» **Text passage**:
::::::::::
Europe petrochemical producers to hike naphtha use in crackers

Cuckoo James

27-Jan-2017

BASF Ludwigshafen cracker II
LONDON (ICIS)–European petrochemical producers are set to increase use of feedstock naphtha in steam cracking, particularly in coastal areas, because of higher cracker margins, good availability and a bullish outlook on co-products.

If producers were to ramp up naphtha usage, it could potentially increase butadiene and aromatics supply in Europe to an extent, as naphtha yields a larger volume of these products.

Amid the on-going decline in LPG (liquefied petroleum gas) margins, several sources said that European crackers would be reaching a switching point from LPG to naphtha.

Some have already made the switch, a feedstocks trader said.

Steam crackers produce ethylene, propylene, and co-products butadiene and aromatics-rich pygas. Close to 80% of steam cracking capacity in Europe is configured to employ the typically costlier naphtha feedstock. The remainder of the continent’s capacity has more flexibility over feedstock use.

Producers have been maximising propane use for the remainder capacity, especially in coastal areas, as contract naphtha-based margins in 2016 were on average at €542/tonne, while contract cracker margins based on LPG for 2016 stood at an average of €601/tonne. The cost of transporting propane to inland markets destroys some of its value relative to naphtha.

In the new year, contract naphtha margins have outperformed LPG cracker margins (see chart).

Source: ICIS cracker margin report

Market sources are expecting naphtha-based contract cracker margins to increase further on a bullish co-products market. Naphtha yields a larger amount of co-products butadiene and aromatics-rich pygas.

European aromatics prices have surged higher this week, largely driven by sharp increases in the benzene spot market as January draws to a close. January and February benzene prices have breached the $1,000/tonne CIF ARA level for the first time since November 2014.

Tight regional supply as well as continued upward momentum in the US Gulf has supported the bullishness in the benzene market ahead of February. This has also supported some higher numbers for toluene and mixed xylenes (MX), with more export demand emerging due to higher global pricing.
::::::::::
» **The input**:

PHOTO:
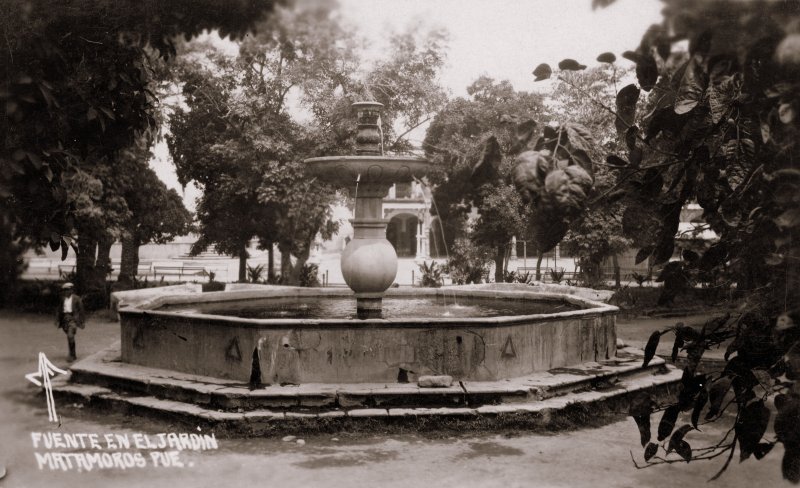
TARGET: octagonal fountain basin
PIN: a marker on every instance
(287, 335)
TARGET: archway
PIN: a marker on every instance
(402, 233)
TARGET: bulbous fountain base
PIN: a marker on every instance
(369, 266)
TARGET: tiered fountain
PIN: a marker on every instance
(369, 262)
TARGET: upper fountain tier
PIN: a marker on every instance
(370, 165)
(345, 171)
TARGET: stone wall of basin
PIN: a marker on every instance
(354, 351)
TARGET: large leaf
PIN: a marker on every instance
(716, 395)
(650, 347)
(647, 72)
(570, 65)
(790, 465)
(721, 96)
(650, 451)
(691, 386)
(692, 87)
(750, 427)
(677, 437)
(668, 420)
(626, 107)
(699, 402)
(678, 344)
(714, 256)
(606, 58)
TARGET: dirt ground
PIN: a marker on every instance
(589, 457)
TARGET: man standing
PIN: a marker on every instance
(70, 315)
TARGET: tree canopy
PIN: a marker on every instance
(720, 129)
(469, 173)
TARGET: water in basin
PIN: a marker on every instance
(393, 308)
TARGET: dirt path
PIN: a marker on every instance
(592, 457)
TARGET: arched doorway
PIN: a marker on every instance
(402, 233)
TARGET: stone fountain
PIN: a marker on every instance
(369, 262)
(273, 359)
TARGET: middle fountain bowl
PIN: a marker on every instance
(369, 261)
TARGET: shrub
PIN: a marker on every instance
(468, 262)
(254, 273)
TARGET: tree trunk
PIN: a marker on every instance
(297, 268)
(84, 263)
(286, 264)
(129, 266)
(103, 262)
(271, 264)
(499, 257)
(539, 266)
(243, 264)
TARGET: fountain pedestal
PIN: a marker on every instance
(369, 262)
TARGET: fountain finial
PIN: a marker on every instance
(368, 138)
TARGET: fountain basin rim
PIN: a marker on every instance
(593, 308)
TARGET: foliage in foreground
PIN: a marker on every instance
(721, 129)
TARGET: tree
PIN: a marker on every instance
(469, 175)
(597, 234)
(238, 141)
(77, 92)
(722, 130)
(157, 214)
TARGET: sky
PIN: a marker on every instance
(505, 39)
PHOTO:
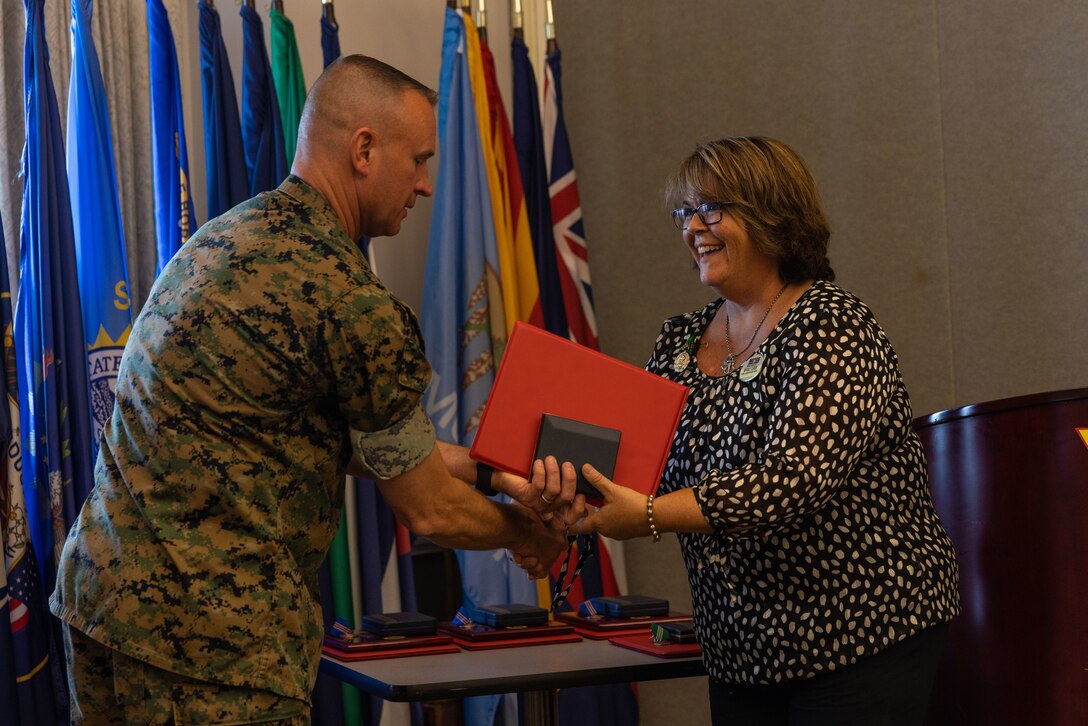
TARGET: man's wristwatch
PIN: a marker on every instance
(483, 479)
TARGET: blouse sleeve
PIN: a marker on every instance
(839, 377)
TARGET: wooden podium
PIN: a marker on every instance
(1010, 482)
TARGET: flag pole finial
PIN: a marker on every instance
(553, 45)
(482, 19)
(517, 20)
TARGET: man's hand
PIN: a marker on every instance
(541, 544)
(548, 492)
(622, 515)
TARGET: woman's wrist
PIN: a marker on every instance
(650, 519)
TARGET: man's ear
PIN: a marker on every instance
(363, 148)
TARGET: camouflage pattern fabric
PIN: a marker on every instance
(268, 351)
(112, 688)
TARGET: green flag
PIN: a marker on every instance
(287, 77)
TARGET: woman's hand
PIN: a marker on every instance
(548, 492)
(622, 515)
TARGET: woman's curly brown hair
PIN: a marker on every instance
(769, 191)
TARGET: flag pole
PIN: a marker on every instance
(518, 20)
(482, 21)
(553, 45)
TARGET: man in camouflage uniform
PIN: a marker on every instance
(268, 361)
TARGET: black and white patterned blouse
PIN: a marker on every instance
(826, 545)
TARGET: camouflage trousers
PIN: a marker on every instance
(108, 687)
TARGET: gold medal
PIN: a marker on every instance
(752, 367)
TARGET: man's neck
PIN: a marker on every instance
(338, 195)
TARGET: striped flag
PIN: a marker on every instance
(287, 75)
(507, 279)
(529, 139)
(96, 216)
(173, 207)
(524, 292)
(261, 128)
(224, 158)
(567, 213)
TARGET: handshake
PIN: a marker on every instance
(553, 511)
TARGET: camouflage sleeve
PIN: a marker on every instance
(380, 371)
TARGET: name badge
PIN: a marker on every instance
(752, 367)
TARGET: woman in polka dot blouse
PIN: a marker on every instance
(821, 578)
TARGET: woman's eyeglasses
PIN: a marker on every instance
(709, 213)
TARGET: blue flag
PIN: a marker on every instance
(529, 139)
(96, 214)
(461, 256)
(261, 128)
(460, 292)
(173, 207)
(330, 35)
(54, 407)
(224, 159)
(26, 689)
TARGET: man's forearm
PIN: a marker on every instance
(457, 462)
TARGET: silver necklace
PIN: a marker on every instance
(729, 364)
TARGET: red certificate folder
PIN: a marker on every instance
(644, 643)
(544, 373)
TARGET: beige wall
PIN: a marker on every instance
(949, 139)
(950, 142)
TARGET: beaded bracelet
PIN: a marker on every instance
(650, 518)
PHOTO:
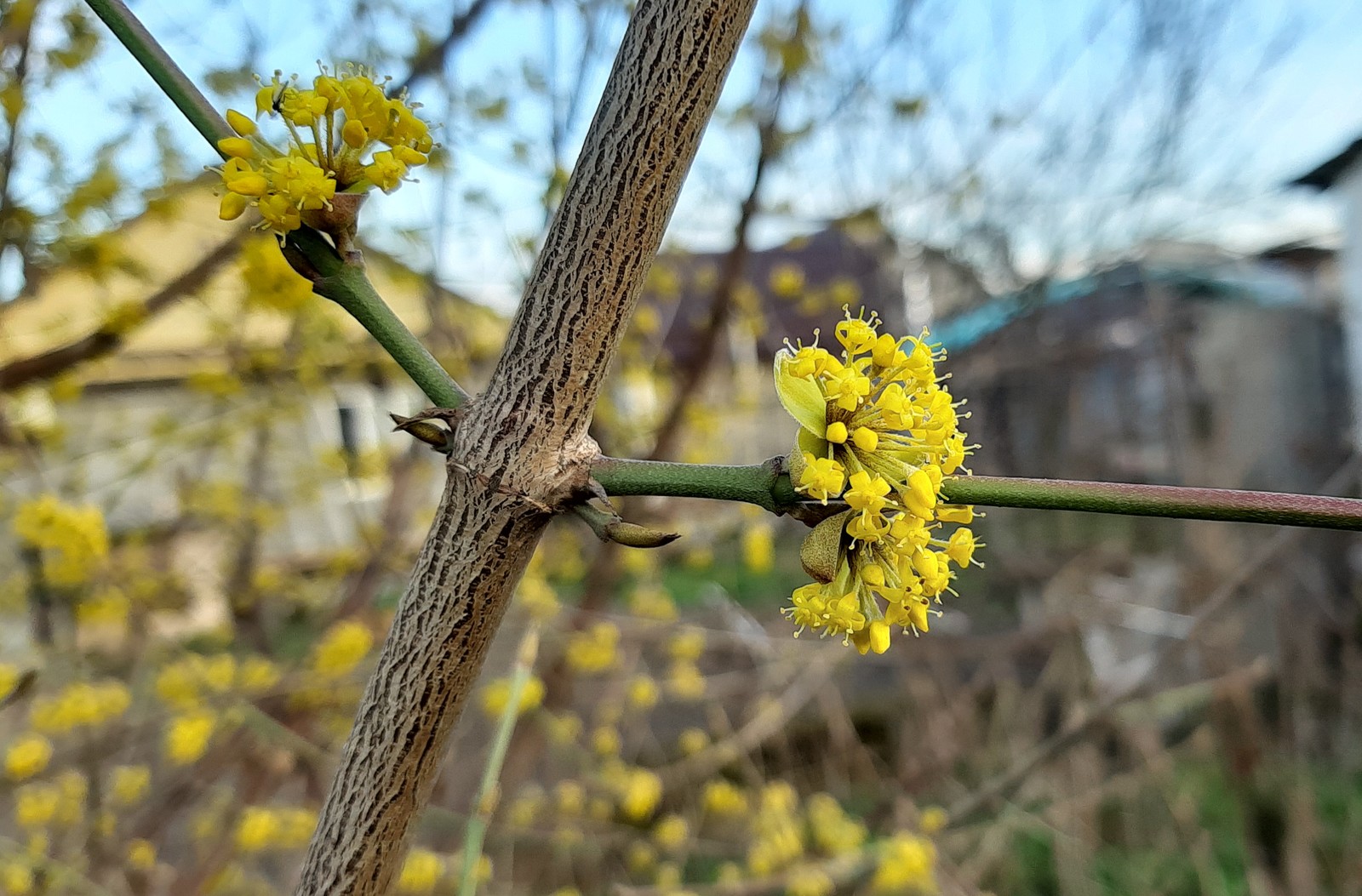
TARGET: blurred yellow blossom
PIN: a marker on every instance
(256, 828)
(340, 650)
(906, 864)
(129, 783)
(672, 832)
(651, 602)
(9, 678)
(687, 644)
(142, 854)
(81, 705)
(17, 877)
(605, 741)
(685, 681)
(932, 820)
(36, 805)
(808, 880)
(594, 650)
(347, 116)
(420, 871)
(72, 539)
(188, 735)
(640, 791)
(644, 692)
(725, 800)
(27, 756)
(692, 741)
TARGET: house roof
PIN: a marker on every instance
(848, 263)
(188, 335)
(1328, 172)
(1234, 282)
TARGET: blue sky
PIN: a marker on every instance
(977, 63)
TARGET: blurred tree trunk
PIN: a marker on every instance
(521, 449)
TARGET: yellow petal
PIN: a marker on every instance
(801, 397)
(232, 208)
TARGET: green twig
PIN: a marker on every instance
(485, 802)
(769, 488)
(762, 483)
(308, 251)
(352, 290)
(169, 78)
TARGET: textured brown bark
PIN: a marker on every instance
(521, 449)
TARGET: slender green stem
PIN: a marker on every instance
(760, 483)
(333, 277)
(487, 798)
(352, 290)
(769, 488)
(1158, 500)
(169, 78)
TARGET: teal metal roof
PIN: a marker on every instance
(1259, 286)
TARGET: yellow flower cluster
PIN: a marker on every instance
(72, 539)
(335, 129)
(594, 650)
(184, 682)
(340, 648)
(270, 281)
(188, 734)
(81, 705)
(878, 431)
(263, 828)
(906, 864)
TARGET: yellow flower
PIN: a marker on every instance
(878, 419)
(17, 877)
(725, 800)
(256, 830)
(687, 644)
(36, 805)
(334, 129)
(808, 880)
(188, 735)
(692, 741)
(605, 741)
(420, 871)
(72, 539)
(644, 692)
(639, 794)
(671, 834)
(594, 650)
(340, 648)
(932, 820)
(129, 783)
(9, 678)
(821, 478)
(142, 854)
(27, 756)
(685, 681)
(907, 862)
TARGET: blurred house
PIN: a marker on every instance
(792, 292)
(188, 398)
(1185, 368)
(1342, 174)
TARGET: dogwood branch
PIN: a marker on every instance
(770, 488)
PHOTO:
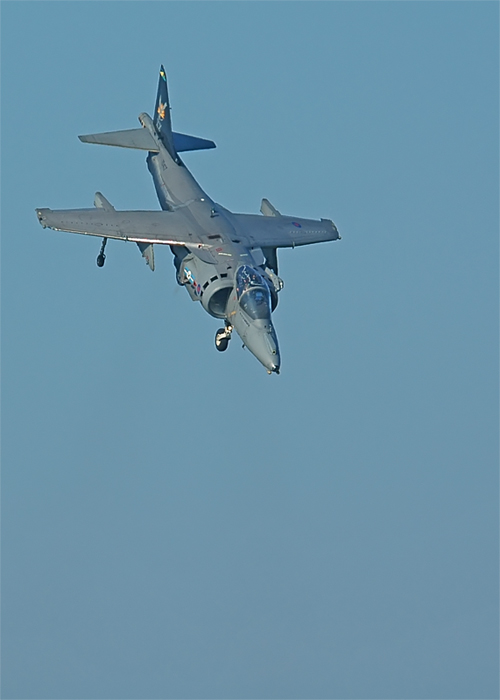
::::::::::
» **To do**:
• A. According to the article on naphtha use in European crackers, why are European petrochemical producers set to use more naphtha in steam cracking? Answer in one to three sentences.
• B. Substitute "dot" for "marker" in the rows from the line with "TARGET: dogwood branch" up to and including the last line of the rows. Keep everything else unchanged and omit the pictures.
The article and the rows are unrelated material.

» **Exercise solutions**:
• A. Producers are set to use more naphtha because cracker margins are higher, naphtha is readily available, and the outlook for co-products is bullish. Naphtha also yields a larger volume of the co-products butadiene and aromatics-rich pygas.

• B.
TARGET: dogwood branch
PIN: a dot on every instance
(770, 488)
PHOTO:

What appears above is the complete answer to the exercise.